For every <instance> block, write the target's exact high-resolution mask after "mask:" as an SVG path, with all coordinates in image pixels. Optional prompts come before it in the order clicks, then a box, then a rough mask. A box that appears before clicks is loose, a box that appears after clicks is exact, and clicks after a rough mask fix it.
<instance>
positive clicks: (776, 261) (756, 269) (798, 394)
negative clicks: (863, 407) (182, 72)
...
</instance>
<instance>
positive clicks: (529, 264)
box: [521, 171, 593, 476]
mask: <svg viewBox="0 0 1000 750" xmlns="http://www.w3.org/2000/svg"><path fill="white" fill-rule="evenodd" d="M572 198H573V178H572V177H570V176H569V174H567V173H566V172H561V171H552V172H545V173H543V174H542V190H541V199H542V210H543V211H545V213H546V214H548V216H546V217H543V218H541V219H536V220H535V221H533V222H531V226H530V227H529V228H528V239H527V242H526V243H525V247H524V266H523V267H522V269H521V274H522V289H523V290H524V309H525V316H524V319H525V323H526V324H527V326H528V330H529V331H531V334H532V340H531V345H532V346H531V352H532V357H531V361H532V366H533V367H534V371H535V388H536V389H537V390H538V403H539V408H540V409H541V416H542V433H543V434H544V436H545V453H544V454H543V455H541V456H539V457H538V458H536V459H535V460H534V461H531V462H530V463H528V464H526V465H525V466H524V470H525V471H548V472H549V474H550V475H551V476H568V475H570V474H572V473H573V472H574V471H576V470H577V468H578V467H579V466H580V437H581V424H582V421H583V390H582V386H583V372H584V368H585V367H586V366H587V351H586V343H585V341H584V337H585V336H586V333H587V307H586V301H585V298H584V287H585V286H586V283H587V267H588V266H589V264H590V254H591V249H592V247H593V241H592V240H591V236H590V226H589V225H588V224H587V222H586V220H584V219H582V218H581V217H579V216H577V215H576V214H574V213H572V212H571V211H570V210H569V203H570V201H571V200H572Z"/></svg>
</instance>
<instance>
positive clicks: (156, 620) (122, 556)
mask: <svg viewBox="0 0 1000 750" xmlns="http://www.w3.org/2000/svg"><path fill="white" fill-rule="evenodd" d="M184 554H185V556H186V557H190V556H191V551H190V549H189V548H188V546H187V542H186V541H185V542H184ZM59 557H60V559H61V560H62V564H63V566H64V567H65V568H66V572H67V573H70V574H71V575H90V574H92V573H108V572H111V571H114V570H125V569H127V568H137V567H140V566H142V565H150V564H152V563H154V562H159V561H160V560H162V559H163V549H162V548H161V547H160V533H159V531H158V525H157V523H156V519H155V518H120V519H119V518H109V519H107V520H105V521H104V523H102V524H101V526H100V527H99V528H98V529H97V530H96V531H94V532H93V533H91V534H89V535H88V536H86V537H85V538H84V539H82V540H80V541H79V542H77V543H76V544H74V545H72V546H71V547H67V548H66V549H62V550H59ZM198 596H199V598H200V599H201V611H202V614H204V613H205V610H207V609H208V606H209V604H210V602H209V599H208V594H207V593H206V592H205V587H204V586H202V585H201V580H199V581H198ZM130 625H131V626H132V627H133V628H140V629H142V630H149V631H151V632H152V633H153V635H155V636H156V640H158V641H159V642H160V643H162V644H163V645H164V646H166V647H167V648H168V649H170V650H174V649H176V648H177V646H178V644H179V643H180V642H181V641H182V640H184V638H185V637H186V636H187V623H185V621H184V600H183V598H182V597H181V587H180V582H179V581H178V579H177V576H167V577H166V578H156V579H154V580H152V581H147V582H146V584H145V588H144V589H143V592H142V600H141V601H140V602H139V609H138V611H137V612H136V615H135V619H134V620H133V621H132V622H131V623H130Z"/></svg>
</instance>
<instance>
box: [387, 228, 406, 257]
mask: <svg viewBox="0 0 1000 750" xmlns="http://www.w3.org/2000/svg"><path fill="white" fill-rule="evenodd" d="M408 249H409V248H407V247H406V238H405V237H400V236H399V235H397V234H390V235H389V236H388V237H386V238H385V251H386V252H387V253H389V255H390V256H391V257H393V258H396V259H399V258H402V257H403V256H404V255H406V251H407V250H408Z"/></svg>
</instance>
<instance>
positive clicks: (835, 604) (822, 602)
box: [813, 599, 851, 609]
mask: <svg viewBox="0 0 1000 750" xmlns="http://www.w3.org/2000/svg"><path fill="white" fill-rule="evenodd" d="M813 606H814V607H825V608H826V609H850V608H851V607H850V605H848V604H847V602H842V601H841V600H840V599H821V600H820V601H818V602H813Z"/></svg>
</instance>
==
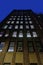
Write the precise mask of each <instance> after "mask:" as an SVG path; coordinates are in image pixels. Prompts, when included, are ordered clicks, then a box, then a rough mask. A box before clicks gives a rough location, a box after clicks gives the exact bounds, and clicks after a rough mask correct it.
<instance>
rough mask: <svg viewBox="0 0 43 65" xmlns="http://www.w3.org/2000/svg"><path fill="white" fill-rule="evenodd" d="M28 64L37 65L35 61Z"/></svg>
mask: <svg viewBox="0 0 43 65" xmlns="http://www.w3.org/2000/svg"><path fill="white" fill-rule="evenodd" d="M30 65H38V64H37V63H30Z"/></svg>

Problem description -> Give again, word for word, every line of the listing above from the one with "positive clicks: (776, 261)" to the one with "negative clicks: (863, 407) (182, 72)", both inclusive, and nothing beyond them.

Answer for the task ->
positive clicks: (776, 261) (756, 269) (798, 394)
negative clicks: (863, 407) (182, 72)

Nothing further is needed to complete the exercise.